***** LISTING

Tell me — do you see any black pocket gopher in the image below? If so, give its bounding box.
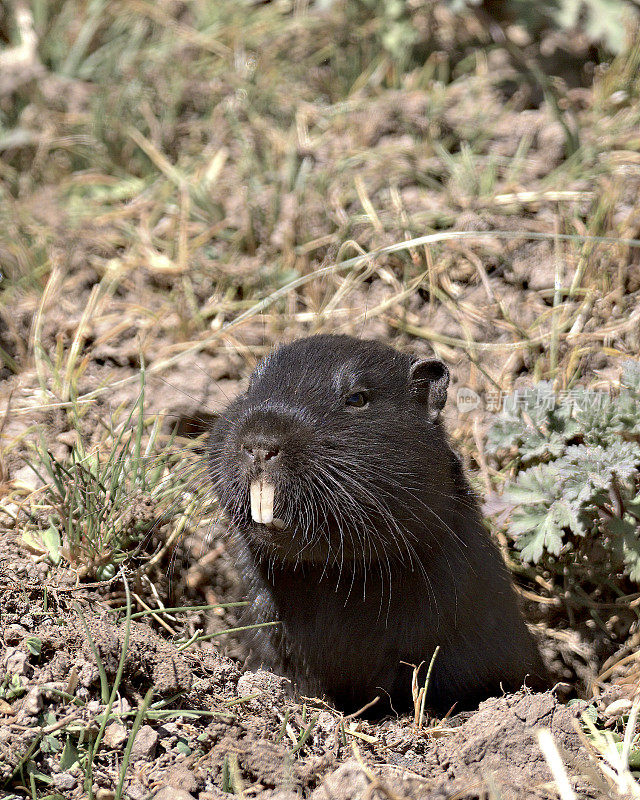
[208,335,548,712]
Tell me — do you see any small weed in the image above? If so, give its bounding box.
[23,370,199,580]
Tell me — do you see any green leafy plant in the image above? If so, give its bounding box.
[488,361,640,595]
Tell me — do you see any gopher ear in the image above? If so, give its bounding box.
[409,358,449,420]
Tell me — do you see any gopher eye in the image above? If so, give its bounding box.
[344,392,369,408]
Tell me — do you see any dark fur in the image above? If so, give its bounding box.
[209,336,547,711]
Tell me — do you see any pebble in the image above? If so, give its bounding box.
[4,647,30,676]
[52,772,78,790]
[21,686,44,717]
[103,722,129,750]
[131,725,159,764]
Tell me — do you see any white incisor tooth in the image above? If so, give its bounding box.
[251,478,275,525]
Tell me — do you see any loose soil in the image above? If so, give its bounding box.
[0,3,640,800]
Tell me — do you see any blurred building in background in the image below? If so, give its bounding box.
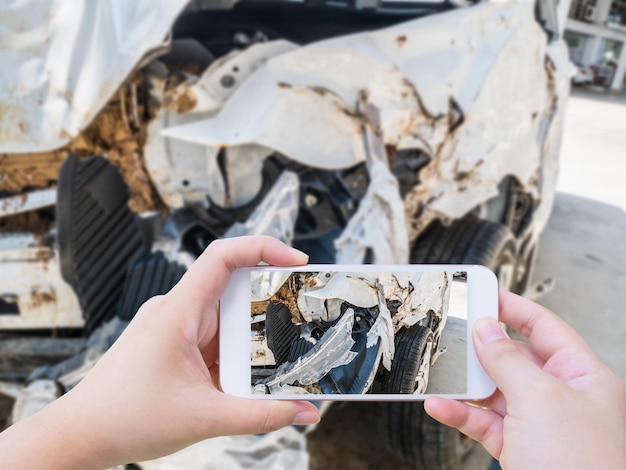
[559,0,626,93]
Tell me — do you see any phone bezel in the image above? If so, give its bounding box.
[219,264,498,401]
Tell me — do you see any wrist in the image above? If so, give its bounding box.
[0,396,107,470]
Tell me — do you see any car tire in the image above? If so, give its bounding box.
[381,325,434,393]
[377,217,517,470]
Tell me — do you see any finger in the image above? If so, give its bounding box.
[205,393,320,437]
[169,237,308,318]
[468,341,545,416]
[499,291,595,361]
[467,389,506,417]
[472,317,547,399]
[424,397,504,459]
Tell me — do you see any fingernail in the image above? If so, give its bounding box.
[293,411,320,425]
[474,317,508,344]
[291,247,309,264]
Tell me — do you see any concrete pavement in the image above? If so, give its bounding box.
[535,89,626,380]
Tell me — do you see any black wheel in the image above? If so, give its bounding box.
[381,325,434,393]
[411,217,519,291]
[378,217,517,470]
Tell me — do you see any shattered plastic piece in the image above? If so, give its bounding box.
[250,271,291,302]
[298,272,336,323]
[335,162,409,264]
[265,309,356,393]
[304,273,378,308]
[224,171,300,244]
[393,271,452,335]
[367,289,396,371]
[0,188,57,218]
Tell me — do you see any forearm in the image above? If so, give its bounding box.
[0,397,107,470]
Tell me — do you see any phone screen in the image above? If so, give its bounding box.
[250,269,468,395]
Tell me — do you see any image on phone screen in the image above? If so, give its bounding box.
[250,269,468,395]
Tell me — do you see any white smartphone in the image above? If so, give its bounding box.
[219,265,498,400]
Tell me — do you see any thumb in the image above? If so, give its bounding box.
[472,318,543,401]
[200,394,320,437]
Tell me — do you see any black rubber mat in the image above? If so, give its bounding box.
[117,251,185,321]
[56,154,146,332]
[265,302,298,366]
[287,338,314,362]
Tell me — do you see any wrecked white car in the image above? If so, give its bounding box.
[251,271,454,394]
[0,0,569,468]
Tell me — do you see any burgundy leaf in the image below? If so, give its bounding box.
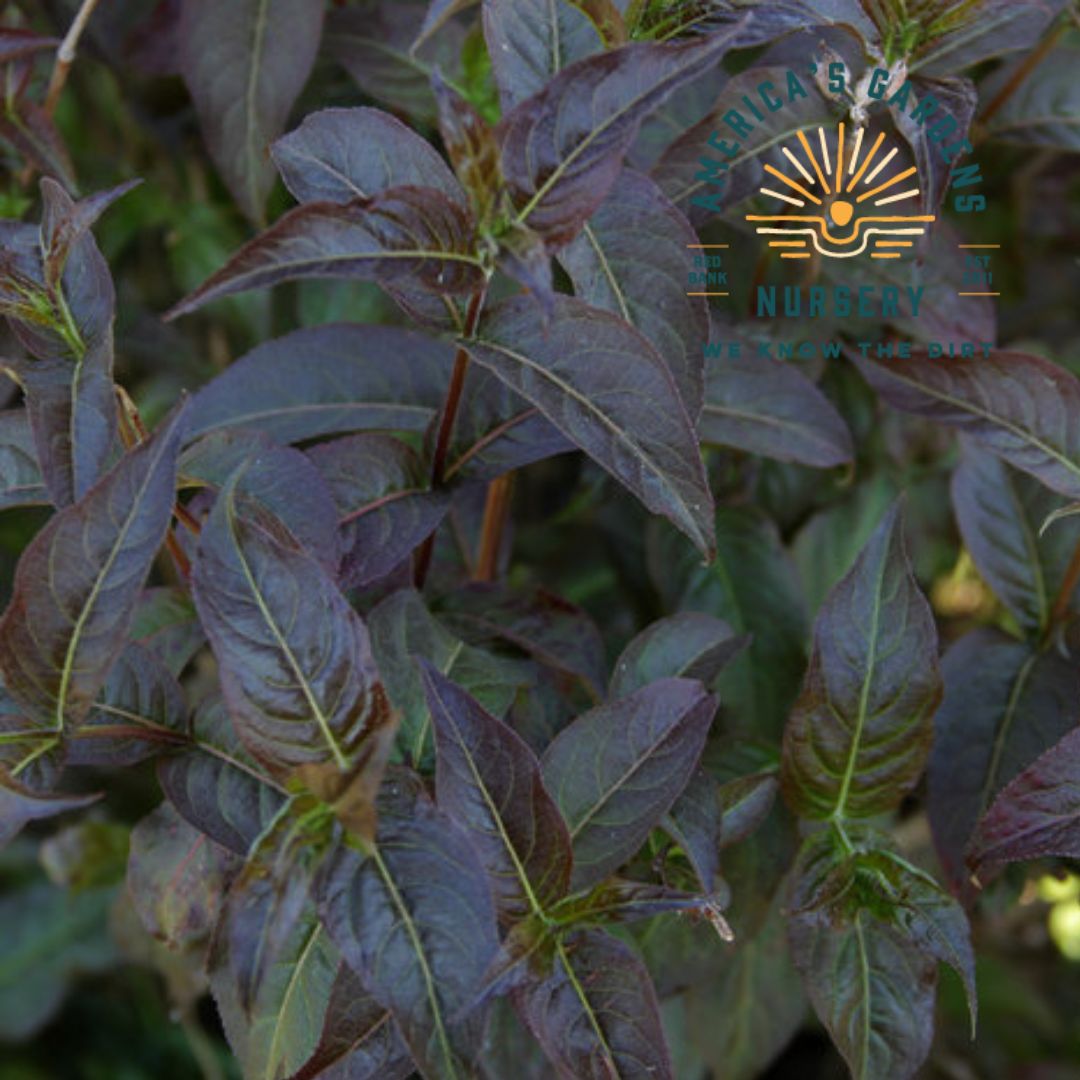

**********

# [YOUR GOAL]
Update the whole listing above by changing every "bounding box" to "box coordinates" and keeping everything else the same. Leave the pictures out of your version.

# [EXERCISE SOLUTION]
Tell me — do you see any black pocket gopher in the image below? If so, give its box coordinates.
[208,335,548,712]
Tell me — do you see any small weed in the image above? If so, give its box coordinates.
[23,370,199,580]
Tell me — do you see any green leafy plant in the image above? If so, give its box coordinates.
[488,361,640,595]
Tell me — do you see any gopher ear in the image above? If so, give its box coordinates.
[409,358,449,420]
Tell me — do you see any gopher eye in the image above? If so, give its box coordinates.
[344,392,369,408]
Tell me — do you see any dark fur in the image above? If so, give its box coordinates.
[209,336,547,711]
Tell me — do you see any pebble in the image above? If so, give its box coordinates.
[4,647,30,676]
[52,772,78,790]
[21,686,44,717]
[103,722,129,750]
[131,725,159,764]
Tell me — do you see any white incisor tooth in the image above? If so, give its box coordinates.
[251,478,275,525]
Tell me — do you see any loose soil in the image above? If so, give its box coordinates.
[0,3,640,800]
Tell me — do you see any blurred building in background in the image below? If so, give its box coordinates.
[559,0,626,93]
Tell me — do you see any phone bezel in the image above? If so, give its box coordinates.
[219,264,498,401]
Tell me — do you see any wrist in the image above? If so, give its box coordinates.
[0,396,107,470]
Tell me — do you see any car tire in the image above? If so, give its box coordinates.
[381,325,434,393]
[377,217,517,470]
Tell me — do you see any finger in the image above? If so, give its box coordinates.
[205,393,320,437]
[169,237,308,318]
[468,341,545,416]
[499,291,595,361]
[467,389,506,417]
[472,317,547,399]
[424,397,504,459]
Tell me — do you see any fingernail in the image above? If so, give its box coordinates.
[293,411,320,425]
[474,317,508,344]
[291,247,309,264]
Tell me — do you see any concrete pavement in the image above? If so, give its box coordinates.
[535,89,626,380]
Tell me — do you see any black wheel in the image above? If so, give its box coordinates.
[381,325,434,393]
[411,217,519,291]
[378,217,517,470]
Tell me — do you see any shattered plastic piece in the image above? If so, give its box coordinates.
[250,271,291,302]
[298,272,336,323]
[335,162,409,264]
[265,309,356,393]
[304,273,378,308]
[224,171,300,244]
[393,271,452,335]
[367,289,396,371]
[0,188,57,218]
Tell me — do you see any forearm in the image above? If so, give its box coordinates.
[0,397,107,470]
Tell me — do you see any phone screen in the image above? If so, give its box coordinates.
[250,269,468,395]
Tell me — do you see any image on phone screen in the image above? If so, give its box coordinates.
[250,269,468,395]
Tell me — do you see any white smartphone in the image above? If so, give its box coordinates.
[219,265,498,400]
Tell me — do you see any thumb in the image above? If so, give its box coordinates.
[472,318,543,401]
[200,394,320,437]
Tell me — do you see any black rubber mat in the image above? If so, give its box coordinates.
[117,251,185,321]
[56,154,146,332]
[265,302,298,366]
[287,338,314,362]
Tell me — do you see any wrecked white car in the image above? If so, give its box coordinates.
[251,271,454,394]
[0,0,569,468]
Tell me — do you see any burgundy leaf in the image below? If so, give its box coordinates.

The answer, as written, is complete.